[Stated task]:
Carry on the transcript about the Halo project's nesting boxes from the point where it stops.
:: Page text ::
Kaua e rangiruatia te hāpai o te hoe; e kore tō tātou waka e ū ki uta

Manufacturing nesting boxes: Halo project

A great story prompted students to get behind a community project.

Duration: 04:35

Transcript

Bridget Palmer: The Halo project, I guess, came about from a realisation throughout all my different roles that there was a gap in Whakatāne between community groups, they weren’t networking as well as they could. There was an opportunity for schools and businesses to be involved in a region-wide and a town or community-wide project. I guess, within the last six or seven months, Halo Whakatāne has been born.

So the vision for Halo Whakatāne is to provide an environment in Whakatāne where tieke can live and thrive in the heart of our community. The tieke alighted on the Mātaatua waka and guided the waka through the fog. As they came towards Whakatāne, they stopped at Moutohora or Whale Island, and then moved on to the heads in Whakatāne, or Whakatāne River where the waka stopped.

Nigel Rowland: I like teaching things with stories and this is a great story and it was really easy to sell to the students and they got hooked in in the first lesson and I could just tell that they were really excited about it.

I really enjoy the outdoors and I enjoy wood tech and combining the two is really good. So at the beginning of the year, we had a simple model that we had to make and they had to put some nails in and put some screws in and cut it to size. Everyone in the class did that and I was able to assess their skill level, and then give them the right type of job in our production line.

We set up the whole room as like a factory and every desk had a different job and we put our work force in the right place and we had different skills going on and the end product was a finished box that got checked thoroughly and we were really pleased with our outcome.

One of the most difficult things with multi-unit manufacturing is the design of your room and what job is done where. That took students quite a long time to grasp and design. I didn’t want the people who were going to do most of the cutting on the bandsaw to be on the wrong side of the workshop because there would be a lot of movement. So to cut down on the movement of students, we had to design the room so it was next to the machine they were using and try and spread it out.
:::
:: Dataset extract ::
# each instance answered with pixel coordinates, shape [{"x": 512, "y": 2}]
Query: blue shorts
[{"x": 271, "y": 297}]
:::
[Response to the exercise]:
There’s normally quite a lot of waste with prototyping and I think what the manufacturing process does, is it cuts down on waste and everyone becomes more efficient. So I’m always looking for local timber, I don’t want to get my timber from abroad. Finding out that Edgecumbe were making beehives out of thermally modified timber, radiata pine, and it’s the equivalent of H3 so it can be used outside and in ground contact. It’s just a really chemical free alternative. It’s also a really good material to study so we could tie in 1.6 and get an external.

To make a box, there’s lots of different ways and lots of ways to clamp it together, different sized holes, pilot holes you had to drill and just different ways to get the same result and so students explored those. We were always noting down whenever we had failures and making a little note of all our successes and I think every student had their own way of trialling and making their part of the box and we all learnt from each other and it was good to see students coming up with these innovative ways of preventing the wood from splintering and cracking and keeping it square. We recorded it all on a flow chart and they used that process then to do their own box which they were going to take home and put into their back garden.

Student: Yeah I’ve put mine up, mine’s up on a Pohutukawa tree out the front.

Nigel: You’ve picked a good spot because in the heat of the day, the sun’s not going to get on there.

Student: Yeah, it looks really nice as well. I thought it was  good because we’re getting straight into practical work and getting credits right away, for school work, as well as helping the environment.